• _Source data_
▬▬▬▬▬▬▬▬▬▬

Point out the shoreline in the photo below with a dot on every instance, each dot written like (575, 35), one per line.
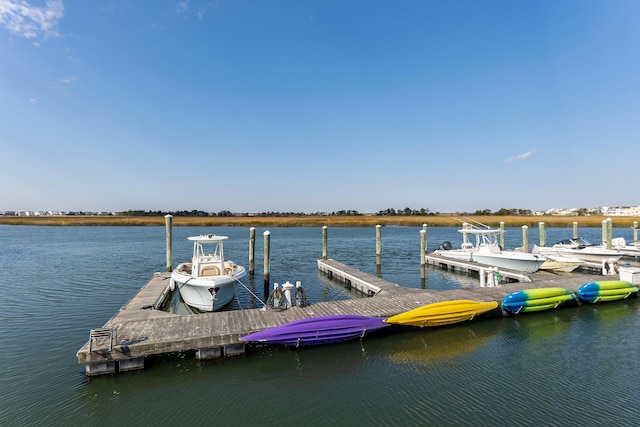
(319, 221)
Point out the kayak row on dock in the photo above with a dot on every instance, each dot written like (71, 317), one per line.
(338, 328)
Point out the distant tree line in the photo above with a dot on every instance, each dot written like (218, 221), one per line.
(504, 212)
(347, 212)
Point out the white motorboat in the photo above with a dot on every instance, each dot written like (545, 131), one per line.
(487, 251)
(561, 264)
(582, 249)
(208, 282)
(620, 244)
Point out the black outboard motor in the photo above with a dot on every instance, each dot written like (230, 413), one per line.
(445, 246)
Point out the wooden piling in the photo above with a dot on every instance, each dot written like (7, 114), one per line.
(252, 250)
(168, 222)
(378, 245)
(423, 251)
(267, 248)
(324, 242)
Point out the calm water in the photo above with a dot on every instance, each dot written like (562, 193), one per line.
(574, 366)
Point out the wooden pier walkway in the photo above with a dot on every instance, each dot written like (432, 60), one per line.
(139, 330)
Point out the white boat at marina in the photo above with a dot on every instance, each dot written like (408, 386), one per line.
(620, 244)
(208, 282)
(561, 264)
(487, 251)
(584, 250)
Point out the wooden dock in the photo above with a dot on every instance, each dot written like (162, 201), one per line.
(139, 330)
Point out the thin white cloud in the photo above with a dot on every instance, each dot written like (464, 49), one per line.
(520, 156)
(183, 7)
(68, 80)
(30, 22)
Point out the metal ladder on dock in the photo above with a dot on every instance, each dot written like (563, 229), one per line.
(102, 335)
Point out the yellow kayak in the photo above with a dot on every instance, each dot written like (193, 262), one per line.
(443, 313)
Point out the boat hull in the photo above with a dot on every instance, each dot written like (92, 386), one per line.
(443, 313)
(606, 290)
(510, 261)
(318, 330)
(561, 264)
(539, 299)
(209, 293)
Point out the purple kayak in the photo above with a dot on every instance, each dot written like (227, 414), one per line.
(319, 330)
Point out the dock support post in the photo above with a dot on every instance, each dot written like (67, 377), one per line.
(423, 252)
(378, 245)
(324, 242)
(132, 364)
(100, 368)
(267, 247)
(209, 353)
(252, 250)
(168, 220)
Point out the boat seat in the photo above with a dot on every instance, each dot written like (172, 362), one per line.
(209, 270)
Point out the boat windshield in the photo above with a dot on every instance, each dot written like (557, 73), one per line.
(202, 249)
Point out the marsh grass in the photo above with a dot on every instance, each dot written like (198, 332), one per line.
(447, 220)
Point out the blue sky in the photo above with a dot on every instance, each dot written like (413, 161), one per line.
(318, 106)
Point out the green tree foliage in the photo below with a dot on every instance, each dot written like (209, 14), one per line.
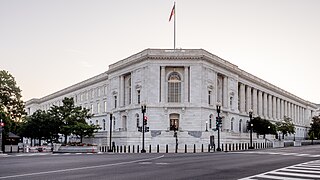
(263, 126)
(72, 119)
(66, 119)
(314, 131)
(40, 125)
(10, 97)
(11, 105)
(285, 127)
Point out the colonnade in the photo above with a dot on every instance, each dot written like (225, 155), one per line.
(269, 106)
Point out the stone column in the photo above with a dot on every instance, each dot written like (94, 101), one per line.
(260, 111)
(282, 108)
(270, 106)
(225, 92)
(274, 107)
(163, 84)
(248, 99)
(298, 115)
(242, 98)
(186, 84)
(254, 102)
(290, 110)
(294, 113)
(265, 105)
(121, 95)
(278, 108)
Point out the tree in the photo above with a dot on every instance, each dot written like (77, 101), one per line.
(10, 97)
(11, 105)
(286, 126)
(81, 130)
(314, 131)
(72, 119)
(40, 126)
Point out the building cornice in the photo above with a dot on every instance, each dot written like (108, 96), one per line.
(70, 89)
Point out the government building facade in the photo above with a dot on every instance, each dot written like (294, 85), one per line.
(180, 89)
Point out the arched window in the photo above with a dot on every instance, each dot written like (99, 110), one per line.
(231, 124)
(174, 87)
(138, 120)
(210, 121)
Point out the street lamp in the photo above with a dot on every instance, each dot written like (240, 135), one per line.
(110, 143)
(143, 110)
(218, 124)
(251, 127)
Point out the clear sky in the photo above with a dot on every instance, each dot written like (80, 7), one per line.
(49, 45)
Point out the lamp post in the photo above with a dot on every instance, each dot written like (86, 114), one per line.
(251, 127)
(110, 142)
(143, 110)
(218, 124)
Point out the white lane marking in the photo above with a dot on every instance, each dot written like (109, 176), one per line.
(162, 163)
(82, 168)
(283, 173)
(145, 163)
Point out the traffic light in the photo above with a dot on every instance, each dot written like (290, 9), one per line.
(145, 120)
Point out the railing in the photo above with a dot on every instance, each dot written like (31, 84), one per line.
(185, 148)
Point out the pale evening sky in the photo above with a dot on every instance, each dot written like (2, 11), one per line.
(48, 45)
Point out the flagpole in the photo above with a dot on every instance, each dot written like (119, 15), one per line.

▬▬▬▬▬▬▬▬▬▬

• _DESCRIPTION OF THE TASK_
Drop the images and quote the entries word for word.

• _COMPLETE ANSWER_
Point out the shoreline in the photo below with a dot on every instance, each dot written like (575, 35), one per line.
(319, 221)
Point out the kayak row on dock in the photo above with a dot on every instance, each dot written like (71, 317), one per line.
(338, 328)
Point out the distant tree line in the photo above with a dot on every instance, each dot written like (218, 221), one per line.
(504, 212)
(347, 212)
Point out the white motorboat in the photo above with a dot on every instance, each dot written like (545, 131), one per line.
(487, 251)
(561, 264)
(582, 249)
(208, 282)
(620, 244)
Point out the black outboard motor in the photo above with a dot on every instance, each dot written like (230, 413), one per line.
(445, 246)
Point out the wooden piling in the photo above with a dot on every instance, each dot written like (7, 114), one per line.
(252, 250)
(168, 222)
(378, 245)
(423, 251)
(267, 248)
(324, 242)
Point out the calm water in the photo above with a dot on every instance, each dot written like (562, 193), one per line.
(574, 366)
Point out the wooden pier walkway in the photo above with a dot on every instance, each dot written like (432, 60), one per line.
(139, 330)
Point out the white boat at marina in the photo above with a dot on every instance, each dot written like (408, 386), one per line.
(620, 244)
(208, 282)
(561, 264)
(487, 251)
(584, 250)
Point out the wooden dock in the photo above with a dot on every instance, each dot written like (162, 201), one per line.
(139, 330)
Point out the thin white cloud in the photo above with a dot on every instance, each dot written like (464, 49), one per line.
(520, 156)
(183, 7)
(68, 80)
(30, 22)
Point out the metal ladder on dock in the photo above with a dot on every instance, each dot written like (563, 229), one per line.
(102, 335)
Point out the yellow kayak in the photo above with a dot on every instance, each dot written like (193, 262), one per line.
(443, 313)
Point out the boat hull in the photo above with a dot on every instance, each dot written like (92, 386), one per line.
(443, 313)
(606, 290)
(510, 261)
(318, 330)
(561, 264)
(539, 299)
(209, 293)
Point out the purple kayak in the photo above with a dot on every instance, each dot written like (227, 414), one per line.
(319, 330)
Point out the dock support post in the photo above with a dot on every instance, each dot written like (67, 377), one per line.
(423, 252)
(378, 245)
(324, 242)
(132, 364)
(100, 368)
(267, 247)
(209, 353)
(252, 250)
(168, 220)
Point out the boat seat in the photo above with a dot on every instance, each dot written like (172, 362), one per line.
(209, 270)
Point out the boat windshield in the photo above with a dot on every instance, each dot written like (557, 73), one per line.
(202, 249)
Point out the marsh grass in the photo above with a dot on every instance, each dot written like (198, 332), one per line.
(447, 220)
Point out the blue sky in the photo above with a dot on every instance, each dot written like (413, 161), one per line.
(318, 106)
Point out the green tree foliage in the photo below with a dot on every instance, each dot written like (209, 14), one per line.
(263, 126)
(72, 119)
(66, 119)
(314, 131)
(40, 125)
(10, 97)
(11, 105)
(285, 127)
Point out the colonnade in the photo above with a dot on every instance, each dot written like (225, 155), one per line.
(269, 106)
Point out the stone column in the photo above with a dot on every instance, each dot written like (94, 101), one per line.
(260, 111)
(282, 108)
(270, 106)
(225, 92)
(274, 107)
(163, 84)
(248, 99)
(298, 115)
(242, 98)
(186, 84)
(254, 102)
(290, 110)
(294, 113)
(265, 105)
(121, 95)
(278, 108)
Point out the tree in the photo above with a dot on every instance, each dot written like (77, 101), one per line.
(10, 97)
(11, 105)
(286, 126)
(81, 130)
(314, 131)
(72, 119)
(40, 126)
Point out the building cornice in the photo above with a dot on every instance, each dot written like (108, 96), one per line.
(70, 89)
Point out the government building facade in the photo above with a dot on every instance, each dot written like (294, 85), one per line.
(180, 89)
Point out the arched window in the photo above with a dot on every instance, each dot written like (99, 110), one per line.
(231, 124)
(174, 87)
(138, 120)
(210, 121)
Point out the street lamp in the photo above with a dot on every instance, each dot written like (240, 135), one per line.
(110, 143)
(143, 110)
(218, 124)
(251, 127)
Point out the clear sky in the photo above with a dot on every instance, each dot written like (80, 7), one per line.
(49, 45)
Point out the lamp post in the photo above with a dot on every instance, each dot written like (86, 114), one per line.
(251, 127)
(110, 142)
(143, 110)
(218, 124)
Point out the white lane marking in the photo above with a dot on every instance, each dot written like (109, 176), one per line.
(162, 163)
(82, 168)
(283, 173)
(145, 163)
Point out the traffic light in the photo above with a dot on every instance, each dot written like (290, 9), one per line.
(145, 120)
Point out the railing in the photo above with a dot on every instance, each dot written like (31, 84), one per line.
(185, 148)
Point out the pale evening sky in the photo above with a dot on every instance, each dot written like (2, 11), one per line.
(48, 45)
Point out the flagpole in the photo above with a dot on every instance, each dot written like (119, 15), one per line.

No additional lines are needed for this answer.